[Directions] Extract every line of the entries below word for word, leaving out the pictures.

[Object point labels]

= = = =

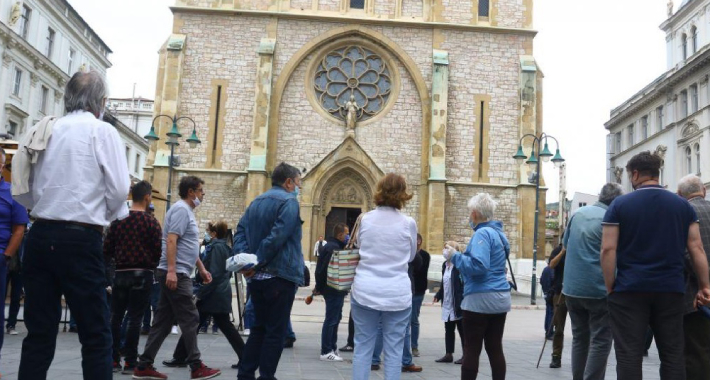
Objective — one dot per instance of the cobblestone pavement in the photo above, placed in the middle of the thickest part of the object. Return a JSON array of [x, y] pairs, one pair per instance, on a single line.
[[522, 343]]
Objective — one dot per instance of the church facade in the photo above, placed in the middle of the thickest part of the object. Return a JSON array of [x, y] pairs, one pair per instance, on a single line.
[[439, 91]]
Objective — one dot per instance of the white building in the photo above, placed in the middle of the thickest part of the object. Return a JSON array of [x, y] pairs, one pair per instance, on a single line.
[[671, 115], [42, 43], [135, 113]]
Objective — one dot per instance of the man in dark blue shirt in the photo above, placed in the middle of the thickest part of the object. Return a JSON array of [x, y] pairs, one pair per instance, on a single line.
[[13, 219], [645, 235]]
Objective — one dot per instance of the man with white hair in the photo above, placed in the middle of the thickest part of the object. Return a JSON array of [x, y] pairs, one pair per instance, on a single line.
[[78, 186], [695, 324], [584, 289]]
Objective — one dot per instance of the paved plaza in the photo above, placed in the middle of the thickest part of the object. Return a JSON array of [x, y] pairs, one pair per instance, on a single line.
[[522, 343]]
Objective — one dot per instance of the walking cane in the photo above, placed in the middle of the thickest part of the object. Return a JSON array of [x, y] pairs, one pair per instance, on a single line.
[[554, 313]]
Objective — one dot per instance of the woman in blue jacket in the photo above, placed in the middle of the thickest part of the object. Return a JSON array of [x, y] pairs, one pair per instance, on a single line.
[[486, 299]]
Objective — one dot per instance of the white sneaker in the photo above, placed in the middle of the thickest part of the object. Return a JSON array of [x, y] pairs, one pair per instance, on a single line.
[[331, 357]]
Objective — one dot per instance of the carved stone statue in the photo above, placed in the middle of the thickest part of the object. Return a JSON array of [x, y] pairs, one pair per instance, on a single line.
[[352, 109], [15, 14]]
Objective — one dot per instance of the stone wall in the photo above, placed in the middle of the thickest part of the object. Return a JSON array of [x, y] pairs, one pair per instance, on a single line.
[[456, 225], [482, 63]]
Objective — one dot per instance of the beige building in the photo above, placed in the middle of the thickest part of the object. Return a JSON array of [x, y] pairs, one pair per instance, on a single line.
[[443, 90]]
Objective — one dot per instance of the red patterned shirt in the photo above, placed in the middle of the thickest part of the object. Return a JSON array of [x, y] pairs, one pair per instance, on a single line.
[[134, 242]]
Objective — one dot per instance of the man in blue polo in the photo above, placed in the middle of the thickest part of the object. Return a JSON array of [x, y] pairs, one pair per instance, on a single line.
[[645, 235], [13, 219]]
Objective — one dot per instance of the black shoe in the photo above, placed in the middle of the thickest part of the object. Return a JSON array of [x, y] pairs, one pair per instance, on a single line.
[[173, 363]]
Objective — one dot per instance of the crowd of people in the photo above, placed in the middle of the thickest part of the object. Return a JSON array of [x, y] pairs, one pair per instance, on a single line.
[[626, 265]]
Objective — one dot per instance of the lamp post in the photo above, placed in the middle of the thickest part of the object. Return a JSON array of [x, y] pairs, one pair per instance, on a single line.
[[534, 161], [173, 136]]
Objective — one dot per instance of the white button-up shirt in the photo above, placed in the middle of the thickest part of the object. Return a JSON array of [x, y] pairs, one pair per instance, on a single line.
[[83, 174]]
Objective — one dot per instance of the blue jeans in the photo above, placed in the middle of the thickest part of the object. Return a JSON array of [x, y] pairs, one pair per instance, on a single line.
[[272, 300], [394, 325], [417, 300], [333, 314], [406, 351], [63, 258]]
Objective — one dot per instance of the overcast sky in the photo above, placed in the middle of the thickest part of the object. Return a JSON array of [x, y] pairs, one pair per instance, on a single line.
[[594, 55]]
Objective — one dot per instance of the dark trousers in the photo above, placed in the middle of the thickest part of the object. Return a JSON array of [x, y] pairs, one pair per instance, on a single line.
[[697, 346], [333, 314], [483, 330], [130, 296], [559, 322], [272, 300], [14, 279], [631, 313], [450, 336], [174, 305], [154, 297], [222, 321], [63, 258]]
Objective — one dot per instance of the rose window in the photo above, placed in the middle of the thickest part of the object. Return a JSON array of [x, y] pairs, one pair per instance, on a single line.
[[353, 71]]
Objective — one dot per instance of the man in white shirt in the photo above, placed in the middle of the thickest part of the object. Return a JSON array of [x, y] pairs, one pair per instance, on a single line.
[[78, 186]]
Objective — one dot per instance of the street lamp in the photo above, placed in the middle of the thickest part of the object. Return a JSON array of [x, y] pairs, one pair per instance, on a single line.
[[173, 136], [536, 156]]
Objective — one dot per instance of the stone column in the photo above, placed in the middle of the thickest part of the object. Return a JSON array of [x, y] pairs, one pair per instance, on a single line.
[[258, 178], [437, 150]]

= = = =

[Task solution]
Objective — one dot per instance of the cobblestone pavement in the photo above, placed in the middle of the thickest part of the object. Return a JSON array of [x, y] pairs, one pair per instance, on a single line.
[[522, 343]]
Objective — one dot per instance of the church facade in the photo above, placed in the middle of the thickest part of the object. Return a JSON array of [x, y] pairs, one pair per instance, on a single line.
[[439, 91]]
Objective — one dot per instance of the white building in the photo above, placed in the middle of the thickest part of the object. Return a JSON array of [x, y] pairs, one pair per instance, on a single line.
[[671, 115], [42, 43], [135, 113]]
Objective — one dot per instance of the man in dark blue shirt in the photo above, placed in the middle of the thickest part of the object. Return a JSON array of [x, y] pairs, one pair per instance, on a single line.
[[13, 219], [645, 235]]
Objective — one dot per instance of the man with white hair in the photo above, placed in the middle of the thickest part of the object. Return a JSON array of [x, y] pairs, one pair per instance, on a single line.
[[78, 186], [695, 324], [584, 289]]
Objective — one dot per instance of the paved plaza in the photo above, placed in the middle of the thickest part of the object. Return a JSON array of [x, y] pairs, one pair per instance, on a single line.
[[522, 343]]
Objective — one dot per instance of the walking cane in the photo above, placed in the middle of the thickest part of the object. Return a JSON array of [x, y] pairs, one pair per instance, on a single line.
[[554, 313]]
Objective — one dot per instance of the woman in blue jacket in the photo above, placed in the middle of the thickest part of the object. Return a JSON array of [x, y] pairs, one pair per instance, on a single line.
[[486, 299]]
Objective — one dot per instance of the white sneaker in the photo above, placed in the middle of the thickest part of the object. Return a JSON array of [x, y] pairs, one pair per instance, on a single line.
[[331, 357]]
Objective — one dot per instance of the carved stone statue in the photo above, placed in the middle of the thickest part of the object. Return a JSON array of [x, y] pairs, one pair per instance, on a single line.
[[352, 109], [15, 14]]
Objective — one dot per instance of the stone wall in the photo above, placed in the middle of the thickest part of the object. Return a JSON array of [x, y] pairs, one pair per instance, on a single line.
[[456, 225], [482, 63]]
Objective — one dot per instance of the beige building in the photo above, placed in the middle of the thickest part of the object. Return a JSON array of [x, y] pairs, one pair per instance, on a single line.
[[443, 90]]
Objective — one dot per instance of the red patterned shirt in the photo above, placed in the middle of the thickest part of the object. Return a JSON array of [x, y] pairs, one pair per instance, on a single line.
[[134, 242]]
Objective — one dot per instance of the man in blue polo in the photo above, placed in the middle of the thickest part of the object. Return a JSON array of [x, y] pairs, one pair per instance, on a single line.
[[645, 235], [13, 219]]
Objective — one dot per instance of the black shoe in the photo above, placed in the middle of the thickest part of the object. Return a JSON array of [x, y] pairs, one pair per instance, on a single line.
[[173, 363]]
Objective — one dot per instance of the crowd of people in the photo above, placed in the middle of the thickest part of the object. Return a JSON array of [x, y] pairs, one pair per instance, on a single line.
[[626, 265]]
Objective — one dot per instance of the lamp post in the photo above, placed in the middle of the thickest part of the object. Return a JSON array of [x, y] pairs, one pair per instance, on a single line.
[[534, 161], [173, 136]]
Objective — one dot per instance of the white button-up shirt in the photo above, placed in the middle of the thickest part of the object. Return a JSON array of [x, y] pairs, one pair per instance, on a single line.
[[83, 174]]
Objective — one dot per instance of the blue jeans in the photo above, placed in the middle of the thickest part of the object. Return a JSON array of [x, y] pairs, one pair per instance, on a single line.
[[272, 300], [394, 325], [417, 300], [333, 314], [406, 351], [63, 258]]
Objective — one dot per instance of the overcast sky in the photo above, placed in the middle of the thickest part of the object. Return a JSON array of [x, y] pairs, one pair per instance, on a single line.
[[594, 55]]
Objective — one dot per instance of the dark trousers in the photo above, placed in the middle of the thickest part of the object. Return a JSON array of [x, y] pairs, one pair per instance, on a single line.
[[697, 346], [333, 314], [483, 330], [130, 296], [559, 322], [272, 300], [14, 279], [631, 313], [450, 336], [174, 305], [154, 297], [222, 321], [63, 258]]
Objective — one dot per instance of the rose window in the photo above, placed in the middle of the thickest part of the object. Return a JSON array of [x, y] pairs, one pair per instance, on a single line.
[[353, 71]]
Objective — one dot per instance of the man in white shirt in the photo above, placed in the middle of the thickest part of the object. Return a JSON array of [x, y] pairs, one pair per instance, on a single line.
[[78, 186]]
Objective — one dot per instance of the street lamp in the photo above, placed in the middle of the thickest part of the object. Return a JSON array of [x, y] pairs, one pair per instance, on a single line.
[[173, 136], [536, 156]]
Objective — one dot per instance of the stone column in the photo above, placed in the middle of the thickest part of the object. Return a JSON array of [x, y] pairs, one pair per instance, on a single line.
[[258, 178], [437, 150]]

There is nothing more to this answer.